■ **What to do**
Copy each line of the listing below exactly.

■ **Records provided**
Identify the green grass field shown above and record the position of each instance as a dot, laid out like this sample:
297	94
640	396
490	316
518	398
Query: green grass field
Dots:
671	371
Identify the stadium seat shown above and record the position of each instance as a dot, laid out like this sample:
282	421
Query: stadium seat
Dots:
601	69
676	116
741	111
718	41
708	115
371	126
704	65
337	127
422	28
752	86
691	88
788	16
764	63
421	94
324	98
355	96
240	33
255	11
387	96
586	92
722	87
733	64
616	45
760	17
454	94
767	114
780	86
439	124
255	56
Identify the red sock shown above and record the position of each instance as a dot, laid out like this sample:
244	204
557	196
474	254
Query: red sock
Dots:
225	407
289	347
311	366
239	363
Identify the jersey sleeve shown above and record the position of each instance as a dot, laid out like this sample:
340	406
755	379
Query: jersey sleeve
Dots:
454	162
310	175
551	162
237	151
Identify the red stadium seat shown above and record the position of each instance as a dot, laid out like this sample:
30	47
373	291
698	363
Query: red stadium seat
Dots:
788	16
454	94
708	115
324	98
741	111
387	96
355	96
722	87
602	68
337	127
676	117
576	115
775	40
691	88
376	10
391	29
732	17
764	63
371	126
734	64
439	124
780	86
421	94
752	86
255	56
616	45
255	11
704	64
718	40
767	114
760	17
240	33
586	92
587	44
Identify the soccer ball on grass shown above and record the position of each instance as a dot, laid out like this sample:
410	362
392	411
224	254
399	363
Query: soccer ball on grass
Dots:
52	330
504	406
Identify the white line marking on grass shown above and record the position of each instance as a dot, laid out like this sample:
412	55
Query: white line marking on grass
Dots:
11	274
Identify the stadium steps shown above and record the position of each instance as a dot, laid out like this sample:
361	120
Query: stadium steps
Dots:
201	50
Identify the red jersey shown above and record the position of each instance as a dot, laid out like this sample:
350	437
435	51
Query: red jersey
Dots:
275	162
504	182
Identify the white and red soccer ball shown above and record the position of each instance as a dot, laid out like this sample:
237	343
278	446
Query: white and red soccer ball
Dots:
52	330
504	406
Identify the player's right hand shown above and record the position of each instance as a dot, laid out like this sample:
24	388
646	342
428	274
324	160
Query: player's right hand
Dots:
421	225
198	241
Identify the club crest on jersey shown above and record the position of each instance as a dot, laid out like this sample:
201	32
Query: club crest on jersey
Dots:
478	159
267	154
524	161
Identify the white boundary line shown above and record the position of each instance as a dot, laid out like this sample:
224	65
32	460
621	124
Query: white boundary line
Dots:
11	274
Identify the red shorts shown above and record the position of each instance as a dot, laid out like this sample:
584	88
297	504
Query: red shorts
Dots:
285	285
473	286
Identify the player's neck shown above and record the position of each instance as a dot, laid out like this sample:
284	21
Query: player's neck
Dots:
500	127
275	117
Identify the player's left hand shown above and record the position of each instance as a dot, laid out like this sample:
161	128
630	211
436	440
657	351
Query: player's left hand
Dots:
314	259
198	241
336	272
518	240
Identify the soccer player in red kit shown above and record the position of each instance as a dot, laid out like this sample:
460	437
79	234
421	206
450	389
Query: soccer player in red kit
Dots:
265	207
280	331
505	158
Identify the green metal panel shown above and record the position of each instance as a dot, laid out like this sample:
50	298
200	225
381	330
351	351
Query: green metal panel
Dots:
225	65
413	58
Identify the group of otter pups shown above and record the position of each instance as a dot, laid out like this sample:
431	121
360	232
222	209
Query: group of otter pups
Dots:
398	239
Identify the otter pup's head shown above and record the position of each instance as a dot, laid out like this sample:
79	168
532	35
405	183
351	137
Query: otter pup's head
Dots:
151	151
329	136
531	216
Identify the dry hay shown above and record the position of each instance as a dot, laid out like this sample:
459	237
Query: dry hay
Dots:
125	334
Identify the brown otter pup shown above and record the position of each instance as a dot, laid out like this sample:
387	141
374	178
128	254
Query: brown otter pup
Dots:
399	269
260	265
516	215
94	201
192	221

■ **Output of the task**
Identify the green grass field shown above and record the position of each instance as a dot, laid out like this sample:
297	94
640	396
490	316
518	398
Query: green grass field
Dots:
671	371
Identify the stadium seat shown above and record the position of each instance as a dot, laid out like this sample:
282	421
Query: stadium seat
Dots:
601	69
676	116
741	111
718	41
708	115
371	126
704	65
337	127
422	28
752	86
691	88
788	16
764	63
421	94
324	98
355	96
240	33
255	11
387	96
586	92
722	87
733	64
616	45
760	17
454	94
767	114
780	86
439	124
255	56
Identify the red sock shown above and record the position of each instance as a dot, laid out like this sample:
244	204
557	196
474	254
Query: red sock
Dots:
225	407
289	347
311	366
239	363
Identify the jersey sleeve shown above and record the position of each instance as a dot, laid out like this sample:
340	406
755	379
Query: jersey sleeve
Dots:
454	162
310	175
551	162
237	151
Identify the red stadium seat shown above and record the position of each instance as a dot, laid out like this sample:
30	47
373	291
698	363
Query: red stadium seat
Dots:
788	16
454	94
708	115
324	98
741	111
387	96
355	96
722	87
602	68
337	127
676	117
576	115
775	40
691	88
376	10
391	29
732	17
764	63
371	126
734	64
439	124
780	86
421	94
752	86
255	56
616	45
255	11
704	64
718	40
767	114
760	17
240	33
586	92
587	44
Identify the soccer ball on grass shown above and record the position of each instance as a dot, laid out like this sample:
410	362
392	411
224	254
399	363
Query: soccer ball on grass
Dots:
52	330
504	406
Identify the white line marking on grass shown above and record the position of each instance as a dot, laid out like this sample:
412	55
Query: white line marking on grass
Dots:
11	274
Identify the stadium steps shown above and record the position of each instance as a dot, laid out like this sample:
361	120
Query: stadium steps
Dots:
201	50
Identify the red jersey shown above and record the position of each instance as a dot, laid out like this sample:
350	437
435	51
Query: red jersey
Dots:
275	162
504	182
Identify the white and red soccer ball shown above and record the position of each instance as a dot, laid out like this sample:
237	343
278	446
Query: white and red soccer ball
Dots:
52	330
504	406
Identify the player's right hand shown above and record the position of each instance as a dot, laid out like this sample:
24	388
646	342
428	274
324	160
Query: player's right hand
Dots:
421	225
198	241
Identify the club crest on jersey shown above and record the position of each instance as a dot, laid out like this sample:
201	32
Query: club crest on jersey
Dots:
478	159
267	154
524	161
Identify the white boundary line shown above and record the position of each instance as a dot, laid out like this sample:
224	65
32	460
621	124
Query: white boundary line
Dots:
11	274
Identify the red shorts shown above and record the position of each instance as a dot, laid out like this sample:
584	88
297	504
Query: red shorts
Dots:
285	285
473	286
Identify the player's neck shown above and record the position of each instance as a dot, laid out like this sample:
284	21
Query: player's neck
Dots:
500	127
275	117
Identify the player's left hand shown above and record the position of each instance as a dot, laid out like this sample:
161	128
630	211
436	440
657	351
Query: player's left hand
Dots:
314	259
198	241
336	272
518	240
Identify the soccer player in red kit shown above and record the position of each instance as a dot, laid out like this sample:
460	437
79	234
421	206
450	389
Query: soccer player in red kit
Dots:
265	207
280	331
505	158
Identify the green metal panel shown above and record the position of each instance as a dot, laid out like this sample:
50	298
200	225
381	330
351	351
Query: green metal panel
Dots:
225	65
413	58
Identify the group of otter pups shown above and record the position of each instance as a dot, laid out like this sample:
431	121
360	232
222	209
Query: group of otter pups
Dots:
398	239
Identify the otter pup's head shown above and record the position of each instance as a dot, laid out like this sample:
79	168
532	35
405	183
351	137
Query: otter pup's head
Dots:
151	151
329	136
531	216
Identify the dry hay shown above and record the position of each instance as a dot, laid out like this sample:
459	237
Query: dry hay
Dots:
125	334
Identify the brown otter pup shown above and record the position of each instance as a dot, laid out like this sample:
387	141
374	178
128	254
Query: brown otter pup
Dots:
399	269
260	265
516	215
94	201
192	221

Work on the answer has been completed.